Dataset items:
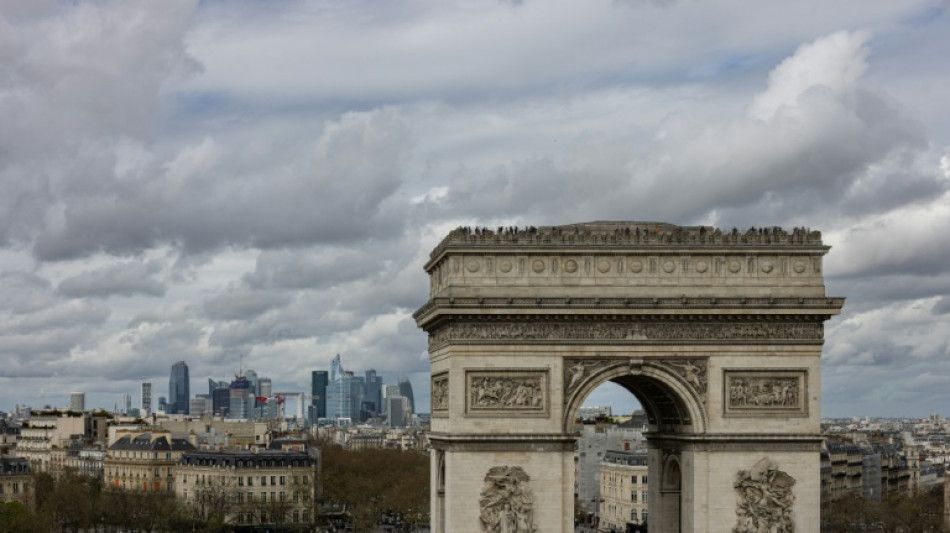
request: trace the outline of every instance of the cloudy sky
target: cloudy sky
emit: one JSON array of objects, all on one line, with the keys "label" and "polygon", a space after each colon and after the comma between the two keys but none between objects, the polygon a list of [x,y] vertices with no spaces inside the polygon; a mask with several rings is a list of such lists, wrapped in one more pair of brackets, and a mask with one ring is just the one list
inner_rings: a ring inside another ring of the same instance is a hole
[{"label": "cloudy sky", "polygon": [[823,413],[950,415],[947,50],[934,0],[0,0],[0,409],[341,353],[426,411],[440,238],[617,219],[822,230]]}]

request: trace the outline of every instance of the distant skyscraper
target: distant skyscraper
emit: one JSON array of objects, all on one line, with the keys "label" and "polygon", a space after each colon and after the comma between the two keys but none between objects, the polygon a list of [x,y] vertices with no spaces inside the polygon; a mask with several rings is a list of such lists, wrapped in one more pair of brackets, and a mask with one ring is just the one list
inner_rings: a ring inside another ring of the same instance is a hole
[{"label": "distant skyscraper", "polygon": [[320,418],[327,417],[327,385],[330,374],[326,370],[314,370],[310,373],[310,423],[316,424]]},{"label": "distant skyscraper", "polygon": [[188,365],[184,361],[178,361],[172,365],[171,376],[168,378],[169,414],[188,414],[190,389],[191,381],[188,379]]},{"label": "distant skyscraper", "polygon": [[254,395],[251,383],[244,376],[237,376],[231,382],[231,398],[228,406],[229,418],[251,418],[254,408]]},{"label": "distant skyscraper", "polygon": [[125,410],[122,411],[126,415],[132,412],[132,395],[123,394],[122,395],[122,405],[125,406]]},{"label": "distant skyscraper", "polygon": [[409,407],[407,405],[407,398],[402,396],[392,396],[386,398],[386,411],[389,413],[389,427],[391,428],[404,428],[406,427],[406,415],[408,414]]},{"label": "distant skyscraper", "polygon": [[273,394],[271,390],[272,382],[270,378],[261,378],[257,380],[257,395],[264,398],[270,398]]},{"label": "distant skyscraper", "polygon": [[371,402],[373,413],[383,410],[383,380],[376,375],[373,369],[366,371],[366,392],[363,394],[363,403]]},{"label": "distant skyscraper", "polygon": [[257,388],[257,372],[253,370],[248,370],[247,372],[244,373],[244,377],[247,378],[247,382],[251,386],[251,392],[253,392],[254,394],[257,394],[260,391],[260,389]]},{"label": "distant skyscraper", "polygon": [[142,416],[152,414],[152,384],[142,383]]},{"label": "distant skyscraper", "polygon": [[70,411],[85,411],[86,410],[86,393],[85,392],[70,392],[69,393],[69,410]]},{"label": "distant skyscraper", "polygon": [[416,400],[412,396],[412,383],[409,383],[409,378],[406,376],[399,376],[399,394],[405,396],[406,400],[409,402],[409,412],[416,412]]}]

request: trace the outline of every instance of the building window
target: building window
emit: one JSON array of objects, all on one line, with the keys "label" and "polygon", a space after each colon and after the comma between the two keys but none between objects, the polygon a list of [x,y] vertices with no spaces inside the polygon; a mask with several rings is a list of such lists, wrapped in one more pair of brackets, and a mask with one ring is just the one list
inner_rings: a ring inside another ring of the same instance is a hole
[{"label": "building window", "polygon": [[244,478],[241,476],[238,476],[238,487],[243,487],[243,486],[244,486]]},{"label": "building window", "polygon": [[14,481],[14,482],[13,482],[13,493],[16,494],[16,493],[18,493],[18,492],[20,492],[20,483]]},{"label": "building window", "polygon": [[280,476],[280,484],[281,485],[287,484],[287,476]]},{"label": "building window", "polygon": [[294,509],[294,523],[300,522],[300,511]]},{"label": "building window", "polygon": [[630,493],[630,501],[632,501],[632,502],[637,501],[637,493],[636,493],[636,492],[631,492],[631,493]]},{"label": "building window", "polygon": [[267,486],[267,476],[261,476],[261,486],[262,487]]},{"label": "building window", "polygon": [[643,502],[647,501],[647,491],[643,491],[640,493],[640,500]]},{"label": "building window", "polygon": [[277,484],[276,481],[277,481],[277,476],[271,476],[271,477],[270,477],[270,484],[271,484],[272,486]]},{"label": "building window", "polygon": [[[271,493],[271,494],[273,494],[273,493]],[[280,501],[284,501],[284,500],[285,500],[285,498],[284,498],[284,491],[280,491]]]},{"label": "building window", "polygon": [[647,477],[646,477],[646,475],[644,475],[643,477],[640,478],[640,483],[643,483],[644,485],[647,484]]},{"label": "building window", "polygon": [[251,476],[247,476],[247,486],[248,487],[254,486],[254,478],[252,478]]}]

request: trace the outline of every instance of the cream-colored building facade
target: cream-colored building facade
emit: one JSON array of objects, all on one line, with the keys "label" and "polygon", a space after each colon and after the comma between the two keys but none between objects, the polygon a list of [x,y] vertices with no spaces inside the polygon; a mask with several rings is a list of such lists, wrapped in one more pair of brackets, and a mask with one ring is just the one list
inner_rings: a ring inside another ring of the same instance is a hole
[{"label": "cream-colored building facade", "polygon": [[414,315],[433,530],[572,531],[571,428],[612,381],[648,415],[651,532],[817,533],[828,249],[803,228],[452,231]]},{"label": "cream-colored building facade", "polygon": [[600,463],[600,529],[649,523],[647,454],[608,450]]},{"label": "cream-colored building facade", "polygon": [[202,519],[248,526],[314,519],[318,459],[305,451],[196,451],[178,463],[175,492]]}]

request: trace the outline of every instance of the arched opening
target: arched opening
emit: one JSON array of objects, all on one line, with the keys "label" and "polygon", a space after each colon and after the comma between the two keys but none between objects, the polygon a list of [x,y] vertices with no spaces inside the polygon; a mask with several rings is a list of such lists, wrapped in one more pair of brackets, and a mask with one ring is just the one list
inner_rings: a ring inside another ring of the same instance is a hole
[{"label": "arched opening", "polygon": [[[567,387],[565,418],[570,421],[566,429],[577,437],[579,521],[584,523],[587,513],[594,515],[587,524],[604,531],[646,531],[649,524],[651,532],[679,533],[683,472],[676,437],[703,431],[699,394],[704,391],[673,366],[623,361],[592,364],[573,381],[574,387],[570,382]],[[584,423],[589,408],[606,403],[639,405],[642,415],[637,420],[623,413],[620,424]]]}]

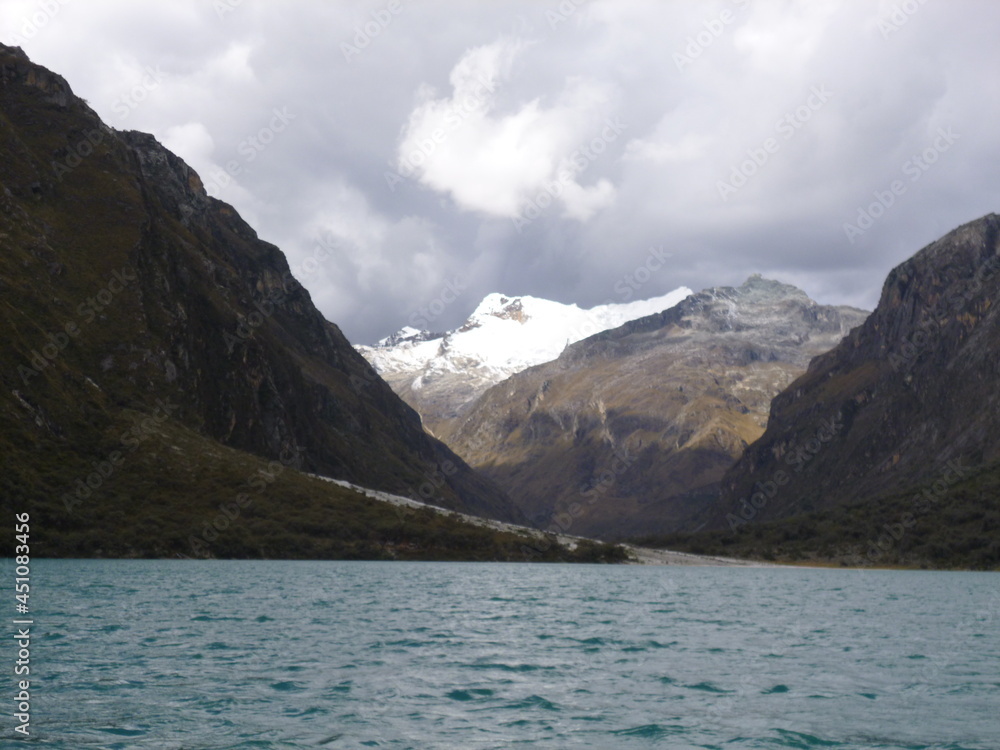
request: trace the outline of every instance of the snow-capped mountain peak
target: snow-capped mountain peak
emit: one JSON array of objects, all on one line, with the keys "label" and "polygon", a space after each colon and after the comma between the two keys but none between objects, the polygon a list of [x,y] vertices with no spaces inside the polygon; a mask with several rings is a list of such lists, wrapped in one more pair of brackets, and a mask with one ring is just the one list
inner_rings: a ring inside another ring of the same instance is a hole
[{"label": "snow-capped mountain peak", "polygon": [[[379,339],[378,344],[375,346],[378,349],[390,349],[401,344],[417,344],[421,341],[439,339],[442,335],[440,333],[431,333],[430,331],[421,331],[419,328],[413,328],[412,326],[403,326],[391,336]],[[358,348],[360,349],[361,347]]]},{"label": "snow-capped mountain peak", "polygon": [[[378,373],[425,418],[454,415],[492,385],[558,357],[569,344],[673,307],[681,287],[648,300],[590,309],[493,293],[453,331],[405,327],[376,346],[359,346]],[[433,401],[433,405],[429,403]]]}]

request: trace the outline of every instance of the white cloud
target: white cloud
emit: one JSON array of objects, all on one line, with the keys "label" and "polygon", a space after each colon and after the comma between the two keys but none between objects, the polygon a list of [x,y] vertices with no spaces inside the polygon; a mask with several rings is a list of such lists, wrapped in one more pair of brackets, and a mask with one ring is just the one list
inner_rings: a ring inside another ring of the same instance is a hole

* **Exercise aim**
Please report how many lines of the entries above contain the string "request". Reply with only the number.

* **Exercise result**
7